To-do list:
- a) In the excerpt on Tea Party activists, how much in dues did the people at the Roanoke County meeting oppose the county paying?
- b) Please continue the excerpt on Tea Party activists and local sustainability efforts, picking up right after its final sentence.

Aw, jeez. These idiots again? Check it out. The NYT:
Across the country, activists with ties to the Tea Party are railing against all sorts of local and state efforts to control sprawl and conserve energy. They brand government action for things like expanding public transportation routes and preserving open space as part of a United Nations-led conspiracy to deny property rights and herd citizens toward cities.
They are showing up at planning meetings to denounce bike lanes on public streets and smart meters on home appliances — efforts they equate to a big-government blueprint against individual rights.
“Down the road, this data will be used against you,” warned one speaker at a recent Roanoke County, Va., Board of Supervisors meeting who turned out with dozens of people opposed to the county’s paying $1,200 in dues to a nonprofit that consults on sustainability issues.

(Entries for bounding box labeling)

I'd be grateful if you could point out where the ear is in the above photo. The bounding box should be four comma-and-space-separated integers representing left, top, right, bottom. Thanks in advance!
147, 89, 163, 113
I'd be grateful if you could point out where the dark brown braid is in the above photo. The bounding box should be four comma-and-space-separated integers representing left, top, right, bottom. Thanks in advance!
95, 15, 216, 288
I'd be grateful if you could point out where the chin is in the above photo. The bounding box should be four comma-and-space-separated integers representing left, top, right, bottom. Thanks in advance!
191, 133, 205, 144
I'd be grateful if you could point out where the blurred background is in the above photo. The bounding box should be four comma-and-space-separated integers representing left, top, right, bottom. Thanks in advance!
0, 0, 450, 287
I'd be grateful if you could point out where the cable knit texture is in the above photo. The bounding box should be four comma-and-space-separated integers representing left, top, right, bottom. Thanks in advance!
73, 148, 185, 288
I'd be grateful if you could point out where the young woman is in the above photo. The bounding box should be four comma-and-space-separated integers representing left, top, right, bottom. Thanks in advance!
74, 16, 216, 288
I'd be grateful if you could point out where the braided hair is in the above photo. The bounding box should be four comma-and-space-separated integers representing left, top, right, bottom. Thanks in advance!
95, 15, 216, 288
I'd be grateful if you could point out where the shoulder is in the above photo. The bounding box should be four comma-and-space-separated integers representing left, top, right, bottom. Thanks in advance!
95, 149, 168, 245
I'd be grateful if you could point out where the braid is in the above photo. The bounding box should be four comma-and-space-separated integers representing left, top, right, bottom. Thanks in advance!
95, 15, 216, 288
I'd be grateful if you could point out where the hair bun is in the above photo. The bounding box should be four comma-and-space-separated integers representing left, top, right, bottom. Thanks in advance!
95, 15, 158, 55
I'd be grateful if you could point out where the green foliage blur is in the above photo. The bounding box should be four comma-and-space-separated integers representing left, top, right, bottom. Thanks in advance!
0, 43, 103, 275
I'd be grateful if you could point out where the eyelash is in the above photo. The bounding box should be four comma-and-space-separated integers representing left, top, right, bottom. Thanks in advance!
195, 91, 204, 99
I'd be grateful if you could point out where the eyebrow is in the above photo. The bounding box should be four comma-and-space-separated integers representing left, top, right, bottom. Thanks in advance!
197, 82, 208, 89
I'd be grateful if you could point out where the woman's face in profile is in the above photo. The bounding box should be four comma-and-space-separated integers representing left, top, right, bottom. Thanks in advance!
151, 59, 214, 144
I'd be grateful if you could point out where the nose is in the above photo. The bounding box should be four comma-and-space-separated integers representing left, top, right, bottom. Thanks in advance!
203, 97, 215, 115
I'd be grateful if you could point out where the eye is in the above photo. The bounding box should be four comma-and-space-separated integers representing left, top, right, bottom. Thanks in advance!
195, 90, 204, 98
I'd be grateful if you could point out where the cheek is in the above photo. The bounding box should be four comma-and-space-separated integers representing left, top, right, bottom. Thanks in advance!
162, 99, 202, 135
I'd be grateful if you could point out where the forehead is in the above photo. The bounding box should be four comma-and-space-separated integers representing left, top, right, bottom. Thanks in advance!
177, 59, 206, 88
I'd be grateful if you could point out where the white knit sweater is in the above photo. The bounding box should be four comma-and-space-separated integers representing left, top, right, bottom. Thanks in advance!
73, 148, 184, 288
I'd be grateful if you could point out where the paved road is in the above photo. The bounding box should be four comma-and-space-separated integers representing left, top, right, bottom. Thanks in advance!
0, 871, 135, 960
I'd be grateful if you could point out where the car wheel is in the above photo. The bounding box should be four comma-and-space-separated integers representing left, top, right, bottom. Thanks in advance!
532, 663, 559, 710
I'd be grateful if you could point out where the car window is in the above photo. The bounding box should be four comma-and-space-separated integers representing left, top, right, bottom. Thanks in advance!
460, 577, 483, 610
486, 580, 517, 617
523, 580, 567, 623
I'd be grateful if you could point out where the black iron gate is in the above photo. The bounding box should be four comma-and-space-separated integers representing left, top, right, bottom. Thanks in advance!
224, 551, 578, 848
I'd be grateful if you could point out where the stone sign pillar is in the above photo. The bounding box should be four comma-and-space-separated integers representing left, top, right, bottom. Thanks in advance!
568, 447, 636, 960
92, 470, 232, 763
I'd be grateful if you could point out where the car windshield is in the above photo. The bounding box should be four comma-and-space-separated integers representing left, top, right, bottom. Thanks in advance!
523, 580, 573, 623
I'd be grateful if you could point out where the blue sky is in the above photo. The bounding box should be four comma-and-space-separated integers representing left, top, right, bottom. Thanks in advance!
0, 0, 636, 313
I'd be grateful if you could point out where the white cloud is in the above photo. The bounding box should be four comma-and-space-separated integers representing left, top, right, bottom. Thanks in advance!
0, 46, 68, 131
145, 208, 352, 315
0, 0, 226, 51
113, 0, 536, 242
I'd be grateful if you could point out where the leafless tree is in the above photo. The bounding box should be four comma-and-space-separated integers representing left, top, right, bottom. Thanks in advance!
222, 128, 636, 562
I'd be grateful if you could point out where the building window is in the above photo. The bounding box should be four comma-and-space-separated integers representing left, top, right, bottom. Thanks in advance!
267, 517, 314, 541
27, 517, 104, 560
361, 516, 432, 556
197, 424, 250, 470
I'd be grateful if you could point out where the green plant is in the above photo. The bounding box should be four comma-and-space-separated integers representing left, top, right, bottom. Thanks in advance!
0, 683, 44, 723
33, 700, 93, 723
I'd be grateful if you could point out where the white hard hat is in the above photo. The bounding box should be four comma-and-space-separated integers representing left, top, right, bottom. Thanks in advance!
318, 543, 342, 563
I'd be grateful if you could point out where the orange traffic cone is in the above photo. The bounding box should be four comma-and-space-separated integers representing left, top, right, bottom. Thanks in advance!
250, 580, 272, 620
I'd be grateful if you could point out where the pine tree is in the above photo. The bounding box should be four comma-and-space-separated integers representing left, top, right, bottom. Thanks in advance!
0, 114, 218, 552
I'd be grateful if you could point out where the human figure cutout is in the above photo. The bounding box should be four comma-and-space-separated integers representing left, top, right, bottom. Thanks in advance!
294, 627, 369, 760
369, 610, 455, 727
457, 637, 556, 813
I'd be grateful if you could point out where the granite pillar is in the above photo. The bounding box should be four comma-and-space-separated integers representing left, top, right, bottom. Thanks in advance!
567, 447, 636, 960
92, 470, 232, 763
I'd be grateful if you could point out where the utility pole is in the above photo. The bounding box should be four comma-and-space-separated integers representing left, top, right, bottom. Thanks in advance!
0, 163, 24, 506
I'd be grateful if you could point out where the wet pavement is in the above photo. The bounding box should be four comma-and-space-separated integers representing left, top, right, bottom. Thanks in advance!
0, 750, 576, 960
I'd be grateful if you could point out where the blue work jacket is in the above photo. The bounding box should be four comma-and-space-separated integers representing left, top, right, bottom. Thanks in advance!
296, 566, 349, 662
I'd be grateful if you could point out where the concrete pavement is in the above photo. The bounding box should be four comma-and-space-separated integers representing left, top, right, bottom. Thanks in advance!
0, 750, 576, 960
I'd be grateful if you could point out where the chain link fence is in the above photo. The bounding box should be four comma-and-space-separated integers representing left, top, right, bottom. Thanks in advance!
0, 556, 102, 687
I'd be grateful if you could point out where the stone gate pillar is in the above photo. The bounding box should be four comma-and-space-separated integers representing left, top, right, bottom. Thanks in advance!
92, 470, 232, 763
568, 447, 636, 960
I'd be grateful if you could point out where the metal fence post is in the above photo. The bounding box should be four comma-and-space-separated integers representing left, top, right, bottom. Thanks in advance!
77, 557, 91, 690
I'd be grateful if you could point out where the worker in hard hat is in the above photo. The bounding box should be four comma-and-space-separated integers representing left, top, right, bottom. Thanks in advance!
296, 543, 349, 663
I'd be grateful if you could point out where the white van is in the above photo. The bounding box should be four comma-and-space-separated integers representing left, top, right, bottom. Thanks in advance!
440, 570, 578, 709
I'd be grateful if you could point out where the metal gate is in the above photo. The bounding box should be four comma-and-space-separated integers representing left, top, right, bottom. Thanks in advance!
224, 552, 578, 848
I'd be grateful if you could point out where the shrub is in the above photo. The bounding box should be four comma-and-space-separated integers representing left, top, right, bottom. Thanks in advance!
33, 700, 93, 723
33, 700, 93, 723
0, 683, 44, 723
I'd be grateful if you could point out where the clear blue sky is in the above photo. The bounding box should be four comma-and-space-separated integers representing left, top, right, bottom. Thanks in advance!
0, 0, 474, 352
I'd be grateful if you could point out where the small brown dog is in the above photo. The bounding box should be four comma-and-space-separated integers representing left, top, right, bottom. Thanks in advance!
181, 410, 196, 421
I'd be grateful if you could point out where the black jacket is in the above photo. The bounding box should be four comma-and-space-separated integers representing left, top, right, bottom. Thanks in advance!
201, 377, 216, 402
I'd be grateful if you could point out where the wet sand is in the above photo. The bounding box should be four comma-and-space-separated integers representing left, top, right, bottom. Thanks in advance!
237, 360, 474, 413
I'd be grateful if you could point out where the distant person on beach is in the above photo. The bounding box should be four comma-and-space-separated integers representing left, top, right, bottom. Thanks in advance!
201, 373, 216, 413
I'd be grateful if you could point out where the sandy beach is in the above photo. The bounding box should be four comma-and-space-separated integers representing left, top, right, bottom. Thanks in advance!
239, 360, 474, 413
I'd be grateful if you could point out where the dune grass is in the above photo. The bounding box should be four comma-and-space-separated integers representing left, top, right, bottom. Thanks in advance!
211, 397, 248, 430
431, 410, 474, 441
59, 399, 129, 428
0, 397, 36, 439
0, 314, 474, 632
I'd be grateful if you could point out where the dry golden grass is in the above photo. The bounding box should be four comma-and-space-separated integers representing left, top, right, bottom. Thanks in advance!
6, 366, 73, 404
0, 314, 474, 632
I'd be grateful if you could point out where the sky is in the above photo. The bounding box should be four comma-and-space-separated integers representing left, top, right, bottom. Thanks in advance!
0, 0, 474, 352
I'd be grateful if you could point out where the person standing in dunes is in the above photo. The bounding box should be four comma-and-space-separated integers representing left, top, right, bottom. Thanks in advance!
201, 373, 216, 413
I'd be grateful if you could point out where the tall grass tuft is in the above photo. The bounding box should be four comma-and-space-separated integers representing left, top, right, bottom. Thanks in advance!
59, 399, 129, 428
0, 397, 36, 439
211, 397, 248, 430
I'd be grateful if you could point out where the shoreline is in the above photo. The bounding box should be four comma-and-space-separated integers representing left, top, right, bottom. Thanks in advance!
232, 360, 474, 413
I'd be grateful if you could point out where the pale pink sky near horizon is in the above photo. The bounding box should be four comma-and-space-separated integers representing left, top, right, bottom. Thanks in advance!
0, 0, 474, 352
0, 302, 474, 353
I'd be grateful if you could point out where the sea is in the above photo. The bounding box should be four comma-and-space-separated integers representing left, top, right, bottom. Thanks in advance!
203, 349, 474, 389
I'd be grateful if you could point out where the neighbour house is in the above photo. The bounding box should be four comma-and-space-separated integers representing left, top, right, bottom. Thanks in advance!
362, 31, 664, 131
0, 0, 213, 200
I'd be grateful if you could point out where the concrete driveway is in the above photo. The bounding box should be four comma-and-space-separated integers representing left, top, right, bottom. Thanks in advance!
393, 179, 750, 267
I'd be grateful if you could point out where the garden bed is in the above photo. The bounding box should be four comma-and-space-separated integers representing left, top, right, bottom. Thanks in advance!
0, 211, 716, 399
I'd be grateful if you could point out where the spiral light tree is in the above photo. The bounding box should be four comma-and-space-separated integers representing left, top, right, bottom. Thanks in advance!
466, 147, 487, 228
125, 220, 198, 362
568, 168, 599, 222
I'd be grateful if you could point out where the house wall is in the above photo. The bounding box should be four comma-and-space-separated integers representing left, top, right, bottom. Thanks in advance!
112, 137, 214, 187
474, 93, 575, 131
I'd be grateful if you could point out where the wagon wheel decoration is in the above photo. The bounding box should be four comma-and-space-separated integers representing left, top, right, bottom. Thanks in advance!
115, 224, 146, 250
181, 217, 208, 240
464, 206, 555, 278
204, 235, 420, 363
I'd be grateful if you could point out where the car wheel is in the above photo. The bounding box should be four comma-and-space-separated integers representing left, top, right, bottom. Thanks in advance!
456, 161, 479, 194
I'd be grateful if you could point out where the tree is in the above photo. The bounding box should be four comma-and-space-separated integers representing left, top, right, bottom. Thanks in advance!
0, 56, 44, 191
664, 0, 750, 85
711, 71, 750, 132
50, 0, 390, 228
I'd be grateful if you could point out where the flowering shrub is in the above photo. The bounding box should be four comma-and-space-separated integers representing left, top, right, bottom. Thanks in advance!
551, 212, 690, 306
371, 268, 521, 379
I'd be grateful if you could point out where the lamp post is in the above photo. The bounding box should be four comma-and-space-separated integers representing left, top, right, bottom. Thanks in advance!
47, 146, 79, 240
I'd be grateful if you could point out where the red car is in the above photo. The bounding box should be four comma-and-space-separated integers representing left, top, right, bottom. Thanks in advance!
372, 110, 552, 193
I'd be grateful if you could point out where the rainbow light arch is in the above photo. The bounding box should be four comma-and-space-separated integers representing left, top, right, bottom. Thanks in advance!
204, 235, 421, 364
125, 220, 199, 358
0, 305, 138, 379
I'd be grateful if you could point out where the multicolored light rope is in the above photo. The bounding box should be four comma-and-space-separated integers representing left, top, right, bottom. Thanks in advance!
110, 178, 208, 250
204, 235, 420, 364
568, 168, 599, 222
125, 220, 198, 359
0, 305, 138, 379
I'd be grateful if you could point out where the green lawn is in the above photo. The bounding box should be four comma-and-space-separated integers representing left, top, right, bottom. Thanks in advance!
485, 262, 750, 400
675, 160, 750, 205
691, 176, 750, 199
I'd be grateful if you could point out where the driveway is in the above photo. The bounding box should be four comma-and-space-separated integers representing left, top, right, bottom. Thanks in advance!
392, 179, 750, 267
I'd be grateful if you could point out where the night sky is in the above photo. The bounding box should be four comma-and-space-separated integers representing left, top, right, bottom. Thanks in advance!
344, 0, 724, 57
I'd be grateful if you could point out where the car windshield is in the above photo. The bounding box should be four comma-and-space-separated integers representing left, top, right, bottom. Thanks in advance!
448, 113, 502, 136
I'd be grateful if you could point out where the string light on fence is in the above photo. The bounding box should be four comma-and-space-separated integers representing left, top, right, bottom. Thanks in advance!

Results in order:
- a) $1,200, to a nonprofit that consults on sustainability issues.

- b)
Oy. What can you do with this kind of dreck? Sent February 7:
In the minds of Tea-Partiers, everything is evidence of a conspiracy. If enough people are riding bicycles that municipal governments incorporate bike lanes in street planning, that’s not simple good sense — it’s a conspiracy. If research suggests that informing people about their energy consumption decreases waste, that’s a conspiracy, too. If the accumulated evidence supporting the existence (and threat) of global climate change outweighs that compiled by deniers by a twenty-thousand-to-one ratio, that’s just proof that the scientists are in on it.
Richard Hofstadter’s analysis of the “paranoid style” in American politics — “…heated exaggeration, suspiciousness, and conspiratorial fantasy” — has never seemed so accurate. Imagine the benefit to our country if these suspicious zealots could stop obsessing about a Socialist New World Order concealed in an innocuous UN memorandum about environmental responsibility, and instead turned their energy towards making a more cooperative, just, and sustainable society.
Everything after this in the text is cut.